▶ _GIVEN EXERCISE_
Copy the lines below word for word, omitting the pictures.

▶ _Point annotation dataset lines_
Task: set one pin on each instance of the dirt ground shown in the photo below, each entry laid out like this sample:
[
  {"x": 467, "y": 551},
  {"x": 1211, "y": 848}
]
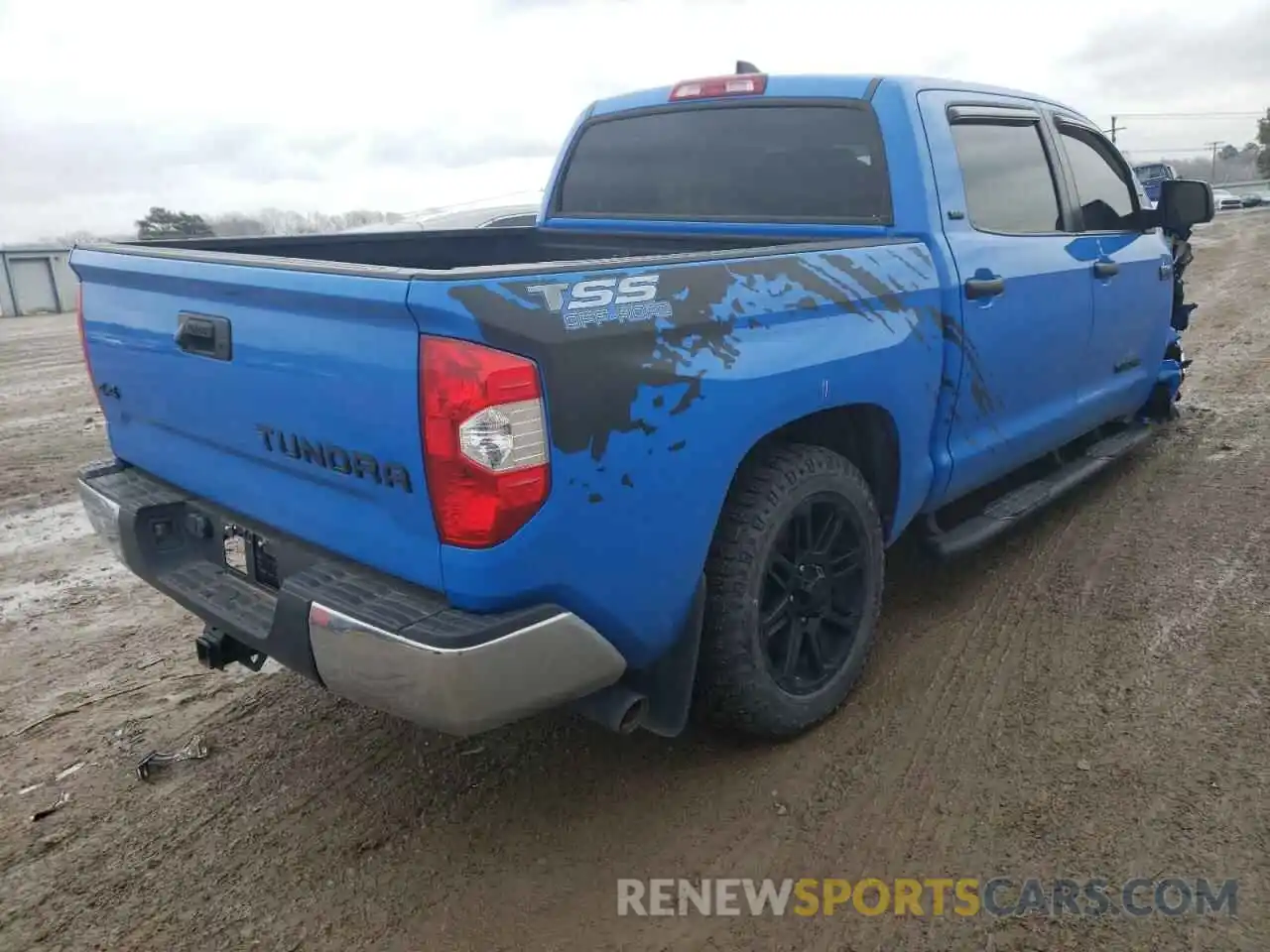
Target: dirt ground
[{"x": 1084, "y": 698}]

▶ _TASK RESPONSE_
Task: set one pin on each instance of the dirt ground shown in the photo below, each entry laid out like this sample:
[
  {"x": 467, "y": 551},
  {"x": 1211, "y": 848}
]
Target: dirt ground
[{"x": 1084, "y": 698}]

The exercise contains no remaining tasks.